## Extrait choisi
Ralph Vendôme Dans quel monde on vit nouvelles éditions MEO (130 pages, 2024, 16 euros)

Les nouvelles peuvent appréhender tous les sujets pourvu qu’elles soient convaincantes comme avec « Riri, Fifi et loulou » où une mère répond à une question essentielle relative à la maternité :
« – Alors tu ne nous aimes pas, a murmuré Loulou
– Rien à voir, vous êtes là, je vous chéris et je vous aime. A une question sensée je fais une réponse sincère. Je vous fais confiance pour comprendre ce que je dis et pas pour fantasmer sur ce que je ne dis pas ».
Dans ces nouvelles c’est bien souvent le hasard ou le destin qui sont en cause ; un peu comme dans la vraie vie si ce n’est que surgit l’imprévu ou l’improbable projetant l’imagination dans des existences hypothétiques.
Comme dans son titre sans point d’interrogation on peut soit se demander « dans quel monde on vit » ou, au conditionnel du destin, dans quel monde on vivrait tandis qu’à travers, par exemple, le personnage d’un enfant, on peut sans doute deviner, pour l’auteur, les prémices d’attirance pour l’écriture et le « monde intérieur » : « Le monde intérieur. Quand je lis un livre, le voyage commence. Mes yeux se fixent sur un mot et voilà qu’il se dédouble, se multiplie, rassemble autour de lui des phrases entières qui s’envolent dans l’espace, franchissent la haie mitoyenne et se dirigent vers la fenêtre de la chambre de Fiona où ils pénètrent et se posent au pied de son lit. Alors s’élance une autre histoire, issue du mot d’origine, à la découverte du brûlant monde intérieur » (Dans la haie).

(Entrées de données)
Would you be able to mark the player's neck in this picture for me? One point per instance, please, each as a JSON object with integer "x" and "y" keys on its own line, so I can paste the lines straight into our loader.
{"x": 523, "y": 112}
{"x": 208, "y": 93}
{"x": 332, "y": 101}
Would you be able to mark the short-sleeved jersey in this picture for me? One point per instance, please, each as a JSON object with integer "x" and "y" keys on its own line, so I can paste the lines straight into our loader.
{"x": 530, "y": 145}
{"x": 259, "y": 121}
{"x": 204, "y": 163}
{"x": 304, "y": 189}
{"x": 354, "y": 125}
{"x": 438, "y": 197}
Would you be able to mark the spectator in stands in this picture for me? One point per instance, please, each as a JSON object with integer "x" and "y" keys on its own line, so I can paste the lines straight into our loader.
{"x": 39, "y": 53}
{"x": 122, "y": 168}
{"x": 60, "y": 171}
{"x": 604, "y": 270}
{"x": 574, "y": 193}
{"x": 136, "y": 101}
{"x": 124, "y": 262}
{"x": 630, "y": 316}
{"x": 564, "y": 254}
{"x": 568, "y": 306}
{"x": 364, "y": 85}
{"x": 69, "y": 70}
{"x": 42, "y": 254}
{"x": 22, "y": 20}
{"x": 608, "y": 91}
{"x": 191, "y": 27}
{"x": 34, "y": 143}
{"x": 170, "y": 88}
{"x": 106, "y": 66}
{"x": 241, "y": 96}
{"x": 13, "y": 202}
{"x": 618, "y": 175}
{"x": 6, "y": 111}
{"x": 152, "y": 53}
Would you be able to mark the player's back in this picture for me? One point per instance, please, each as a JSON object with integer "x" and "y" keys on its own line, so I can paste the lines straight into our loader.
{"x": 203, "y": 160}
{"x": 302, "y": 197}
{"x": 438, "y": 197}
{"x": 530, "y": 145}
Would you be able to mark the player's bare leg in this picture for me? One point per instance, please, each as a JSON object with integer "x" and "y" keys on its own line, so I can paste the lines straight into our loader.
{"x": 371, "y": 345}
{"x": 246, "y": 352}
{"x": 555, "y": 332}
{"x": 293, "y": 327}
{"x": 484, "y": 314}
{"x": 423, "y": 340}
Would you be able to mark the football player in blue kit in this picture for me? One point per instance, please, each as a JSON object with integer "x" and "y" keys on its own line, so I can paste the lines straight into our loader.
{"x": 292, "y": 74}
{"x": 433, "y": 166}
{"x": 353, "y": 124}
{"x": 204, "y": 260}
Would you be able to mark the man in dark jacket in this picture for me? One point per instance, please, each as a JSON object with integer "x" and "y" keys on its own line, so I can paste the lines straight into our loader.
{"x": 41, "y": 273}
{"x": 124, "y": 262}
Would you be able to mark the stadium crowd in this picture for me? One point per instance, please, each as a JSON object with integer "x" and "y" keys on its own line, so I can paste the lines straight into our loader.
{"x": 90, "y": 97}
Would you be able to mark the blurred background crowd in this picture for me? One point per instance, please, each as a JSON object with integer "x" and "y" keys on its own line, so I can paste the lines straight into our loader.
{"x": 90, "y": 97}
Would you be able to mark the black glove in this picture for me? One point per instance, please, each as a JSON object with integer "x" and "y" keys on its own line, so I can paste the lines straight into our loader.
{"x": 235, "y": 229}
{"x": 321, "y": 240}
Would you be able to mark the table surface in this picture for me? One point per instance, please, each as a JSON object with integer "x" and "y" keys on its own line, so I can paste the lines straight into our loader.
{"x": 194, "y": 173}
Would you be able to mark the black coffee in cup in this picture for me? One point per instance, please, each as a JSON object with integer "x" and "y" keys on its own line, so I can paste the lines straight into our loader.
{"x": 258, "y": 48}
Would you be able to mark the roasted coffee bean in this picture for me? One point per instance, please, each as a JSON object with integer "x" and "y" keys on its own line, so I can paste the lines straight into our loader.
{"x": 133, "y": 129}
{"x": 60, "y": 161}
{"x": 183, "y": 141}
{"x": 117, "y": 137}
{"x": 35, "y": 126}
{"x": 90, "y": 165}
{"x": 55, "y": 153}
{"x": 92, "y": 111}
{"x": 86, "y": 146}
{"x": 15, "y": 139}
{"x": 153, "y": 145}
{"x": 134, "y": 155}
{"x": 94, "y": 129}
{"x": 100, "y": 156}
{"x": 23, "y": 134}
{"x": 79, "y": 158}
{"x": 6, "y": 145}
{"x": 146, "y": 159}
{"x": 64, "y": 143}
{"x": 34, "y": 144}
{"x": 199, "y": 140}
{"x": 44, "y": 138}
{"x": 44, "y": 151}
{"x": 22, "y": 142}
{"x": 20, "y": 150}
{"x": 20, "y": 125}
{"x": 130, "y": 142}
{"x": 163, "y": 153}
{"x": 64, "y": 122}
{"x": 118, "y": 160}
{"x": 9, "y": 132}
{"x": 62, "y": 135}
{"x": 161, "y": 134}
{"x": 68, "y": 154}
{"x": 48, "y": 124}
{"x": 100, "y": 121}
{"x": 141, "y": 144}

## Consigne 1
Traduisez en anglais cette phrase de l'extrait sur le recueil « Dans quel monde on vit » : « Dans ces nouvelles c’est bien souvent le hasard ou le destin qui sont en cause ; un peu comme dans la vraie vie si ce n’est que surgit l’imprévu ou l’improbable projetant l’imagination dans des existences hypothétiques. »
## Consigne 2
Prolongez l'extrait sur le recueil « Dans quel monde on vit » en reprenant après sa dernière phrase.
Les lignes forment un matériau distinct de l'extrait.

## Réponse 1
In these short stories, it is very often chance or fate that is at play; much as in real life, except that the unexpected or the improbable arises, projecting the imagination into hypothetical lives.

## Réponse 2
Avec cet ensemble de nouvelles, Ralph ne sort-il pas aussi « de la haie » pour pénétrer le jardin des autres, l’auteur nous disant, dans un de ses scénarios, que la vie est « ainsi faite qu’elle emprunte d’étranges voies » ?.
L’approche de la société et du monde des affaires n’est pas en reste avec « un ange est passé », l’auteur dénonçant le profit dans un contexte où les génies idéalistes deviennent des perdants.
On semble ainsi, pour chaque nouvelle, rester dans « la vraie vie » ce qui rend d’autant plus l’intrigue faussement réelle tandis que la résultante finale appelée parfois « chute » pour le genre littéraire, a tout de la réalité.
L’humour est parfois au rendez-vous quand Ralph nous dit que « s’emmerder seul ou à deux, ce n’est pas pareil » évoquant ainsi, avec « la vie d’avant » la solitude, l’indifférence dans le couple et le Covid, chaque nouvelle traduisant ainsi, en touches délicates, la société et ses petits travers.

On se délecte.
Les nouvelles au ton journalistique sont parfois proches du fait divers dont on aurait manipulé, in fine, l’intrigue.